What you need to do.
Continue the mailing-list message about improving the Wine heap allocator, starting after its last sentence.

Text provided.
++++

The original message was apparently blocked by the mailing list rules/filter. Now I am subscribed to wine-devel, sorry if you get the message twice.
Andrea
---------- Forwarded message ---------- From: Andrea Canciani ranma42@gmail.com Date: Fri, Jun 23, 2017 at 9:29 AM Subject: Improvements to the heap allocator To: wine-devel@winehq.org
Yesterday I opened a bug report about a performance issue in the wine heap allocator: https://bugs.winehq.org/show_bug.cgi?id=43224 Since I was also asking for some suggestions about what the preferred fix would be, Sebastian Lackner pointed to this mailing list.
The bug report contains the source code for a program that has an allocation pattern that is very bad (for the current wine allocator).
This appears to be a known problem, but I was unable to find any test/benchmark that shows such degenerate behavior. So far none of the attempts at fixing it seem to have landed. Some possible approaches are: 1. ensure that the freelist sizes cover all (alignment rounded) sizes up to a certain value; 2. when looking up for a free block, start from the freelist whose smallest element is at least as big as the desired block; 3. implement more complex free block management.

++++

(Entries for pointing and labeling)
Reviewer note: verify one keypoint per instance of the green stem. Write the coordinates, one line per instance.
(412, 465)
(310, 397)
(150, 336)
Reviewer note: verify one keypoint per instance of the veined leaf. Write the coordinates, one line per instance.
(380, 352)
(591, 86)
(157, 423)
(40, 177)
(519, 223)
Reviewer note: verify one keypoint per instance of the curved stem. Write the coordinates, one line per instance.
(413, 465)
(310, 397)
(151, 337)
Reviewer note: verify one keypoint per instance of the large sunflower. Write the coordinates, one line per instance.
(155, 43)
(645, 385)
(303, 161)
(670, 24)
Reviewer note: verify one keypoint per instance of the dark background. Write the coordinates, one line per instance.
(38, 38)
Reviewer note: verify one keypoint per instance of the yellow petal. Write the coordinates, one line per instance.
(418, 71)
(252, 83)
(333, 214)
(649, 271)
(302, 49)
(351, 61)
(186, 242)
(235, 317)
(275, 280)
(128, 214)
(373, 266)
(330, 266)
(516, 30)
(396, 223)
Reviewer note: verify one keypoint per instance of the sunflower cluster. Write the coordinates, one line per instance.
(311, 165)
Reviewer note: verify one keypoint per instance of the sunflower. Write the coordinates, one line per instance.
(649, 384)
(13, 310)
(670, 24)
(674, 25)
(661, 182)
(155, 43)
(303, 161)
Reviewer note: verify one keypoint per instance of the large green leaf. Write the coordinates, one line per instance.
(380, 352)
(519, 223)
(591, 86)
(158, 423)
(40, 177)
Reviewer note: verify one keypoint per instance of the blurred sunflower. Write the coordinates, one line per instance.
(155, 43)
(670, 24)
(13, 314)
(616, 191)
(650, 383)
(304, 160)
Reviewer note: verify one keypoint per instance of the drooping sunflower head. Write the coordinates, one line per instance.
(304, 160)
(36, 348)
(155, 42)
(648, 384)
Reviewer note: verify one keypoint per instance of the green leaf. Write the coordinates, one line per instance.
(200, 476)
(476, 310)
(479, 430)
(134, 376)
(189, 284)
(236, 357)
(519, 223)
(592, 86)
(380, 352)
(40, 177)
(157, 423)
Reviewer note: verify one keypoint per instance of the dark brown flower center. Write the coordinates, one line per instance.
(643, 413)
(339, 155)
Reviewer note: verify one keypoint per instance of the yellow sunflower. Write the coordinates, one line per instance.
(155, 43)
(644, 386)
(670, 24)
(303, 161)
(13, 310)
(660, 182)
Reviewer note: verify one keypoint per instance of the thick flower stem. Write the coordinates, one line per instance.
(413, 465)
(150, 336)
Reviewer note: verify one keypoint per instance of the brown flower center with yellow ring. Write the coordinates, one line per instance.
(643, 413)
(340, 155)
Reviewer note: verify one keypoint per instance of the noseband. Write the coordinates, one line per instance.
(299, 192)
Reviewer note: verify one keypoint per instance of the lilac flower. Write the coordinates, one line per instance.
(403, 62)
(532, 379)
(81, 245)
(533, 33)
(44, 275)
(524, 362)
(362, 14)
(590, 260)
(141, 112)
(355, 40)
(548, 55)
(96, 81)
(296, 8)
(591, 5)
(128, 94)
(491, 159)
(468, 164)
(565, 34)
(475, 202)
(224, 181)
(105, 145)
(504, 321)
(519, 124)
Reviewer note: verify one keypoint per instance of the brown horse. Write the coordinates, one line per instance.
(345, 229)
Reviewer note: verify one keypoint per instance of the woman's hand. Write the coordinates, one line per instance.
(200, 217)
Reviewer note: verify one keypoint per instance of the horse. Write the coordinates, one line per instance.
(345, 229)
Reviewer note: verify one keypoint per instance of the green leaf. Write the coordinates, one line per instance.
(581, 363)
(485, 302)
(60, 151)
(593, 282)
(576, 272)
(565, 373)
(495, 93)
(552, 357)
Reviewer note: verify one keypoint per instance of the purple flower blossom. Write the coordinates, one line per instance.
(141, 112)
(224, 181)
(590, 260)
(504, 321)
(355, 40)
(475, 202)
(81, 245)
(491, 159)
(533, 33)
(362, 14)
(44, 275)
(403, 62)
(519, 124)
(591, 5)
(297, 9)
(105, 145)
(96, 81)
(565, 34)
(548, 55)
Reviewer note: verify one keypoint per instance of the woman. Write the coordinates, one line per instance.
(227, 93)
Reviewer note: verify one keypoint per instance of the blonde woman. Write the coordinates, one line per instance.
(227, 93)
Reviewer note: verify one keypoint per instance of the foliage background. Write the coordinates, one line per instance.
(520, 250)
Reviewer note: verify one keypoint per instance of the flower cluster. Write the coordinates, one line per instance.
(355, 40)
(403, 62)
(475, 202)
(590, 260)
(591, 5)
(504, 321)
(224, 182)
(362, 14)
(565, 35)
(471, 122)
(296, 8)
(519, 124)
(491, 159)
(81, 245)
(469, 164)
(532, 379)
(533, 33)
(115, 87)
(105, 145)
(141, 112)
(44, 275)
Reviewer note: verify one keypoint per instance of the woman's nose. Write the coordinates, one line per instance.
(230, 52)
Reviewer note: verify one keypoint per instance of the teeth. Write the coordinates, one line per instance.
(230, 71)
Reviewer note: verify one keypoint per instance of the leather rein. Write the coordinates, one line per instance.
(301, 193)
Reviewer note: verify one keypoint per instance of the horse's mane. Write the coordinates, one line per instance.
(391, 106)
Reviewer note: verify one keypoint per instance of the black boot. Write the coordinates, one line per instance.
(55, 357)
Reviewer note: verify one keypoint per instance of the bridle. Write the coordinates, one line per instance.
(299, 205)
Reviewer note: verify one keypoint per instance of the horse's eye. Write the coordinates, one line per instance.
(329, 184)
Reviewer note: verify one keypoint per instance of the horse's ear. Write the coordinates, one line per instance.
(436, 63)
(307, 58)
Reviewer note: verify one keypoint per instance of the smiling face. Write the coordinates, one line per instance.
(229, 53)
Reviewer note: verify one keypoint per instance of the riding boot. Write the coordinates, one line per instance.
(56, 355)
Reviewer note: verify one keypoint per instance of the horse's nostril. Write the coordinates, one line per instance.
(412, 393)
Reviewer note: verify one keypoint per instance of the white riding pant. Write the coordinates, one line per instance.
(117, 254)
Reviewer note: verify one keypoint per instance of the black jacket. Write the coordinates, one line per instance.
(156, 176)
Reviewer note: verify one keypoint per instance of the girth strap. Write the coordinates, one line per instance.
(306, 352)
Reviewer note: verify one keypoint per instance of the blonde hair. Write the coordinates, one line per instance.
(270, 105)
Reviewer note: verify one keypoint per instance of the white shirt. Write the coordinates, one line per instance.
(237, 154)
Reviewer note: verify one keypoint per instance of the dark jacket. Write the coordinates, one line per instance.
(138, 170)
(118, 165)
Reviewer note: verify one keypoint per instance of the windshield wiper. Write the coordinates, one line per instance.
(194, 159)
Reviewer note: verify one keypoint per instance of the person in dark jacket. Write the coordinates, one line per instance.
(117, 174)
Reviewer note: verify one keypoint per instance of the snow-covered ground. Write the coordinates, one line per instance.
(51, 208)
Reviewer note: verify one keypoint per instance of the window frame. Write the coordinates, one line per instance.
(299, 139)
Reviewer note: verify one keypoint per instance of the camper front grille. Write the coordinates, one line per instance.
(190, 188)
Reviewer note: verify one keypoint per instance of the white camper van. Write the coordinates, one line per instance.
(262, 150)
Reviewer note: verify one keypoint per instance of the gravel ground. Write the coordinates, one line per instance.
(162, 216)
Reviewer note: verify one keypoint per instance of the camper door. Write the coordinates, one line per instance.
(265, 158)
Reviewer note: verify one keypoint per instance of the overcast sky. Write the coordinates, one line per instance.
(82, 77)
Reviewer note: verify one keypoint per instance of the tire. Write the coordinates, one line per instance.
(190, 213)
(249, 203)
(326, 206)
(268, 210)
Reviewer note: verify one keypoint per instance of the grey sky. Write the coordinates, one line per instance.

++++

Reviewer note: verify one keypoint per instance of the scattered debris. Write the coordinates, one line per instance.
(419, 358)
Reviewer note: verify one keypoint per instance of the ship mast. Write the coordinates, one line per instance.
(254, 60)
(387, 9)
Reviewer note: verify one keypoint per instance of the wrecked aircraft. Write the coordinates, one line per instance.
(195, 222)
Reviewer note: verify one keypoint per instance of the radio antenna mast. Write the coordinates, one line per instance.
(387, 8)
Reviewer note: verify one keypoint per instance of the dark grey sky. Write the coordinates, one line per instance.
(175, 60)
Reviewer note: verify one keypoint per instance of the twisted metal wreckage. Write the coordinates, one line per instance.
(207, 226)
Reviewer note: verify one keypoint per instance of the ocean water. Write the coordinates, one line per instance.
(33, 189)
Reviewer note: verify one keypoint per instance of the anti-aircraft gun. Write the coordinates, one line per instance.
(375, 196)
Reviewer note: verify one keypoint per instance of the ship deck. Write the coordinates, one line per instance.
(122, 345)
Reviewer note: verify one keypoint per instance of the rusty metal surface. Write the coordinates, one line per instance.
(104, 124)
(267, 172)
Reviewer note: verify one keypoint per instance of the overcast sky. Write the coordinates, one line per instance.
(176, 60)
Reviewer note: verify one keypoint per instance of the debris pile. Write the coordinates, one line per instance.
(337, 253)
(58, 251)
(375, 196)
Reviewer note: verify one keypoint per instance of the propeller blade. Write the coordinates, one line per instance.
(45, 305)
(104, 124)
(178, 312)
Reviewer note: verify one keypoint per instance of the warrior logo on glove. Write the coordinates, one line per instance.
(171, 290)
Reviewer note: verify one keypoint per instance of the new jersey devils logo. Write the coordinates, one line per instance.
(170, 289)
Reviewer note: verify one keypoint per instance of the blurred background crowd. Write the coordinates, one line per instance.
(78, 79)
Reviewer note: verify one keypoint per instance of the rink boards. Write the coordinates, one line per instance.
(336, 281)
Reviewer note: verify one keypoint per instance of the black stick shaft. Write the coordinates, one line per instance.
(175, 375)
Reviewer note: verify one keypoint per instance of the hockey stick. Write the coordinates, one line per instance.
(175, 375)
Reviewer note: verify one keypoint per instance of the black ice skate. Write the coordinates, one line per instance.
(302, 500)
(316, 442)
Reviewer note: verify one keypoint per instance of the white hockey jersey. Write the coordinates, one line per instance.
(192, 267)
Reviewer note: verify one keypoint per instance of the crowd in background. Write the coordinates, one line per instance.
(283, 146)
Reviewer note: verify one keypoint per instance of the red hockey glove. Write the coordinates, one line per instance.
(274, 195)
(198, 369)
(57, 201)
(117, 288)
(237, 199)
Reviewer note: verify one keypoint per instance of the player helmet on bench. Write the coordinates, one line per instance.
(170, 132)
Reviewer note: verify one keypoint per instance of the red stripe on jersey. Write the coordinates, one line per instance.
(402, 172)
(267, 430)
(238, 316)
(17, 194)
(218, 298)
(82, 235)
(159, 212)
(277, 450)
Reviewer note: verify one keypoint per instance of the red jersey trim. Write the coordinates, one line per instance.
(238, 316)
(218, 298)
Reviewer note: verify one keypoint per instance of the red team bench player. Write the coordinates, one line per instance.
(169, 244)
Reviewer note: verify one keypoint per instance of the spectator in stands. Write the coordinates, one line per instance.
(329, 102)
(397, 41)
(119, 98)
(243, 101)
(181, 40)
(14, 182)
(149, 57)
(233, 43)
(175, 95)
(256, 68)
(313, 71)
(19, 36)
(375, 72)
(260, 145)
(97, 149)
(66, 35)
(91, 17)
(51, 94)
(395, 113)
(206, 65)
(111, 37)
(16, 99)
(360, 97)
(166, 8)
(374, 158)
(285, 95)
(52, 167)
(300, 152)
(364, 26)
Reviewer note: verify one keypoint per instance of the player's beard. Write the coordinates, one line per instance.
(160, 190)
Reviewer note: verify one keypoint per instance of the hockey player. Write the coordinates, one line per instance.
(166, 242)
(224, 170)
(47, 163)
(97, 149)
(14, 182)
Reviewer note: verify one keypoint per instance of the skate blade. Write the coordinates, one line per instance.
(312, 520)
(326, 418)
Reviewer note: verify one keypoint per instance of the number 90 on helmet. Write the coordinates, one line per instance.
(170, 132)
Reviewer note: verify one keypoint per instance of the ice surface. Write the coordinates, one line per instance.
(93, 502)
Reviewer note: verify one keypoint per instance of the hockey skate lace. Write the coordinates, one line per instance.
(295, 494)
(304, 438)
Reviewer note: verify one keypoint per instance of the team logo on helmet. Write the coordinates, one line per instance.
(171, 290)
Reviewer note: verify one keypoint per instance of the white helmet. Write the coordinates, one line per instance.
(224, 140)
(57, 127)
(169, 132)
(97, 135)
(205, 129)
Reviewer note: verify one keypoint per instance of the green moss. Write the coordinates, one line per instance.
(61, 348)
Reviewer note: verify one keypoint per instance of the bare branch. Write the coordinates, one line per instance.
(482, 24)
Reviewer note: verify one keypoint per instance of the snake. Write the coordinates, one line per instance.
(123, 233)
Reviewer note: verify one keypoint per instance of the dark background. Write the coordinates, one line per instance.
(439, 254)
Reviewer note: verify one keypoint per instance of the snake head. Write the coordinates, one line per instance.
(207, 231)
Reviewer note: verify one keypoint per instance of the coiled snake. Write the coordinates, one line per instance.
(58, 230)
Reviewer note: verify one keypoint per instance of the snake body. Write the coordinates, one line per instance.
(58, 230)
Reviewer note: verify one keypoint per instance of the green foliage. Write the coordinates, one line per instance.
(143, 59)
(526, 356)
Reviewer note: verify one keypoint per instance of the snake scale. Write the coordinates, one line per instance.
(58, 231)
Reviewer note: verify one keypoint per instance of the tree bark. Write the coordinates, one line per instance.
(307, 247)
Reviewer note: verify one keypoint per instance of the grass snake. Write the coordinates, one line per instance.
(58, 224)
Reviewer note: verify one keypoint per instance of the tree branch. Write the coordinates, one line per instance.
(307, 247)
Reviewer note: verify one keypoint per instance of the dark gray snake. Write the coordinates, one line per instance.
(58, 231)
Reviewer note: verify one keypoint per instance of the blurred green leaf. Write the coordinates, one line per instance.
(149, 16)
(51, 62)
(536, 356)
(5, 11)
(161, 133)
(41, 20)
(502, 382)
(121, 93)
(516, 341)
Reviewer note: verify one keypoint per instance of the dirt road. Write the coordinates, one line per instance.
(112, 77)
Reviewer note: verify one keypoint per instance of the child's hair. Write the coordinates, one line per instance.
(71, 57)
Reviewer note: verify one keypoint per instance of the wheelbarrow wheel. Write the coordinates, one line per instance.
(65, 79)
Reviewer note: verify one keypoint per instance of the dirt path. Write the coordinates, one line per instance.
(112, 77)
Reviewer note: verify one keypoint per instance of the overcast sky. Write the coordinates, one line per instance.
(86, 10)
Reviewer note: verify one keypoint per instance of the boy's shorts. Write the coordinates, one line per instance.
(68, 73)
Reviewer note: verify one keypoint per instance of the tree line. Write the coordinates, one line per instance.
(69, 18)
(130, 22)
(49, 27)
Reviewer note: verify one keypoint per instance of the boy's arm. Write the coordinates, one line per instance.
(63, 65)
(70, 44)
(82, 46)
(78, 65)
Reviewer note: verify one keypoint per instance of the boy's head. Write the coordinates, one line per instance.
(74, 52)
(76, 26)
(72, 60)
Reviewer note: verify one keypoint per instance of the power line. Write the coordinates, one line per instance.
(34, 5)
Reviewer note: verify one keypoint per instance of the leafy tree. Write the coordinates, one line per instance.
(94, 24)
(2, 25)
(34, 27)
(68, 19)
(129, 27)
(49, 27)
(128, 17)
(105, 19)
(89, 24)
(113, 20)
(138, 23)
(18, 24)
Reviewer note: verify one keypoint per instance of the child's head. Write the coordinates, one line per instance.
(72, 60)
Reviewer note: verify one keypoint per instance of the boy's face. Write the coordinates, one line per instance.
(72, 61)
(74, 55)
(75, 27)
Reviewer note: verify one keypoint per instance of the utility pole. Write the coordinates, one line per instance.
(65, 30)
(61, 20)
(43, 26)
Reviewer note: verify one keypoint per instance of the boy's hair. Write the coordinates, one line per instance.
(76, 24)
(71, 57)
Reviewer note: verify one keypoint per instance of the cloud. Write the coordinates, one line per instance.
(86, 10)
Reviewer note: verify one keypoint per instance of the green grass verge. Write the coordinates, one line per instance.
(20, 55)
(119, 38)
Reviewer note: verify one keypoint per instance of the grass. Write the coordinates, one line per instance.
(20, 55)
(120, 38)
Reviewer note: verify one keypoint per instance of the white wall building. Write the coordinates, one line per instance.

++++

The response.
#1 would fix the issue for some allocations sizes, but for bigger allocations the problem would stay the same.
#2 would fix the performance problem at the cost of increased memory usage: for some sizes it would be possible that after a block is allocated and freed, the following allocation for that size does not re-use that memory (if the free block is stored in a freelist together with smaller blocks).
#3 would increase the complexity of the code; to keep it under control, it might be possible to re-use the red-black tree implementation already available in wine. To avoid regressing performance, the smallest blocks might still be handled with simple freelists (fixed as in #1), while larger blocks are managed in a tree.
Some of the current/previous attempts at tackling this issue are: - https://github.com/wine-compholio/wine-staging/blob/ master/patches/ntdll-Heap_FreeLists/0001-ntdll-Improve- heap-allocation-performance-by-using-m.patch (implements #1) - https://github.com/laino/wine-patches (IIUC, a combination of #1 and #3, in which the code tries to keep the freelist length under control, but AFAICT there is no guaranteed bound)
I would like to try and work on fixing this, but there are some decision to make that might depend on constraints I am not aware of. Would the solution I propose (#3, rbtree based, with some tuning for small allocation sizes) be acceptable? Are there any benchmarks that a new implementation should strive to improve or at least avoid regressing? Suggestions and alternative solutions are welcome :)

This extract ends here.